> TASK INSTRUCTIONS: Write the listing out again word for word, leaving each picture behind.

:::::

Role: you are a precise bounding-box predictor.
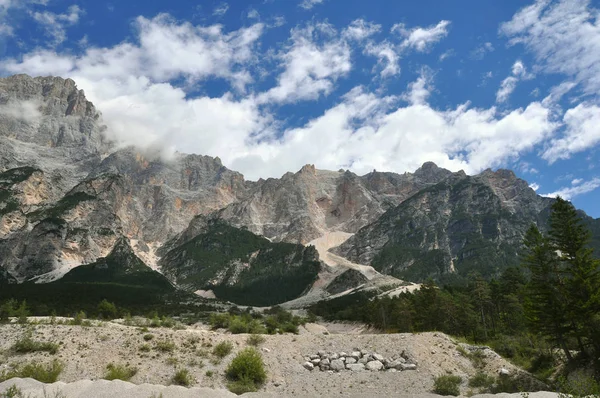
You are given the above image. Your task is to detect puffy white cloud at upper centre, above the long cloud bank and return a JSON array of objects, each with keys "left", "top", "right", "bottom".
[{"left": 258, "top": 23, "right": 352, "bottom": 103}]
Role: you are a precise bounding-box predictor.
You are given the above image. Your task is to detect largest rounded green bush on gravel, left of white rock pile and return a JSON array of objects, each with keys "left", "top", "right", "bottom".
[{"left": 225, "top": 347, "right": 267, "bottom": 394}]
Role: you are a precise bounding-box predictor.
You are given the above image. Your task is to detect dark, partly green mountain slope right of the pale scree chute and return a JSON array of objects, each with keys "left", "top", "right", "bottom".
[{"left": 336, "top": 170, "right": 564, "bottom": 280}]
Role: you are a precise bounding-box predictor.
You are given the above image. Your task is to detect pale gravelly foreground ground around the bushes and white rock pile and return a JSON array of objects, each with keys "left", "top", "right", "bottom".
[{"left": 0, "top": 322, "right": 548, "bottom": 397}]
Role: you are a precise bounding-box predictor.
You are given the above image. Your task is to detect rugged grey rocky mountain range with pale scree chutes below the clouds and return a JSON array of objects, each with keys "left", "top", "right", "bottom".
[{"left": 0, "top": 75, "right": 600, "bottom": 306}]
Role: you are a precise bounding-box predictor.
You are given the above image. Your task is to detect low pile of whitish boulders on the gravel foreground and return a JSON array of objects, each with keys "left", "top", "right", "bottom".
[{"left": 302, "top": 349, "right": 417, "bottom": 372}]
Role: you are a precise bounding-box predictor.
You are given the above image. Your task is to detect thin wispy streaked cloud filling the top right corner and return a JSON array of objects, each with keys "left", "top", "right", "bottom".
[{"left": 500, "top": 0, "right": 600, "bottom": 95}]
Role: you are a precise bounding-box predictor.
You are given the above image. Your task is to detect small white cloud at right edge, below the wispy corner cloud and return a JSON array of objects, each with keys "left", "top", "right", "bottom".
[{"left": 542, "top": 103, "right": 600, "bottom": 164}]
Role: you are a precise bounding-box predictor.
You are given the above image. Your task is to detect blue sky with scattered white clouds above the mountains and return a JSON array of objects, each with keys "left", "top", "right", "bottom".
[{"left": 0, "top": 0, "right": 600, "bottom": 217}]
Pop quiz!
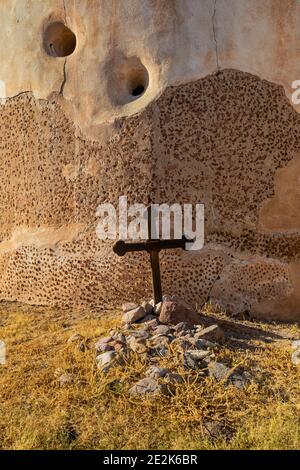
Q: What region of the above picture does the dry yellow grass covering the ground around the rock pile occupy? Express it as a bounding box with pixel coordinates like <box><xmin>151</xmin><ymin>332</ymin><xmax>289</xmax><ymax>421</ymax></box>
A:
<box><xmin>0</xmin><ymin>304</ymin><xmax>300</xmax><ymax>450</ymax></box>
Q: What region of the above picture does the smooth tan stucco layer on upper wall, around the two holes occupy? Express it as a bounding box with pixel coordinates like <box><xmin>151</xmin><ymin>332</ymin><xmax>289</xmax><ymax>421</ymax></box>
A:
<box><xmin>0</xmin><ymin>0</ymin><xmax>300</xmax><ymax>137</ymax></box>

:::::

> REPLY:
Role: you are a precise bounding-box predictor.
You are given the above image. Your task is to detect puffy white cloud at upper centre, above the long cloud bank and return a JSON array of objects, each with keys "left", "top", "right", "bottom".
[{"left": 258, "top": 23, "right": 352, "bottom": 103}]
Role: you are a precise bounding-box predictor.
You are given the above image. Your task is to detect largest rounded green bush on gravel, left of white rock pile and return a JSON array of objects, each with keys "left", "top", "right", "bottom".
[{"left": 225, "top": 347, "right": 267, "bottom": 394}]
Role: you are a precise bounding-box predictor.
You are given the above image. Your task is to detect dark, partly green mountain slope right of the pale scree chute and return a JSON array of objects, each with keys "left", "top", "right", "bottom".
[{"left": 336, "top": 170, "right": 564, "bottom": 280}]
Role: you are a precise bounding-box predictor.
You are given the above image. Your task is to detect pale gravelly foreground ground around the bushes and white rock pile and return a JSON array of objects, each with keys "left", "top", "right", "bottom".
[{"left": 0, "top": 322, "right": 548, "bottom": 397}]
Role: you are a precise bounding-box predictor.
You are given the above image. Your task is to detect rugged grey rocky mountain range with pale scree chutes below the clouds and return a JSON array of objects, each with keys "left", "top", "right", "bottom".
[{"left": 0, "top": 75, "right": 600, "bottom": 306}]
Role: you are a precise bounding-box predictor.
You are given the above image. Your task is to detect low pile of whitish boulders on the gravel foreground and return a JSON array of objects, each with keys "left", "top", "right", "bottom".
[{"left": 302, "top": 349, "right": 417, "bottom": 372}]
Role: you are a precise bounding-box predictor.
You are given the above image. Your task is to detect thin wispy streaked cloud filling the top right corner and return a JSON array of objects, each with keys "left", "top", "right", "bottom".
[{"left": 500, "top": 0, "right": 600, "bottom": 95}]
Role: you are a precise bounding-box predictor.
You are given the above image. Your task is to detect small white cloud at right edge, below the wispy corner cloud and return a JSON array of objects, each with keys "left", "top", "right", "bottom".
[{"left": 542, "top": 103, "right": 600, "bottom": 164}]
Role: you are a precise bounding-box predictor.
You are given the above image. Your task is to detect blue sky with scattered white clouds above the mountains and return a JSON array of objects, each with keys "left", "top", "right", "bottom".
[{"left": 0, "top": 0, "right": 600, "bottom": 217}]
Pop quiz!
Q: What region of the above picture does the dry yellow grass covering the ground around the rock pile occupy? Express it as a bounding box with pixel coordinates like <box><xmin>151</xmin><ymin>332</ymin><xmax>289</xmax><ymax>421</ymax></box>
A:
<box><xmin>0</xmin><ymin>304</ymin><xmax>300</xmax><ymax>450</ymax></box>
Q: What region of the above picture does the smooth tan stucco layer on upper wall, around the two holes occupy? Express it as a bounding box with pixel coordinates like <box><xmin>151</xmin><ymin>332</ymin><xmax>289</xmax><ymax>421</ymax></box>
A:
<box><xmin>0</xmin><ymin>0</ymin><xmax>300</xmax><ymax>137</ymax></box>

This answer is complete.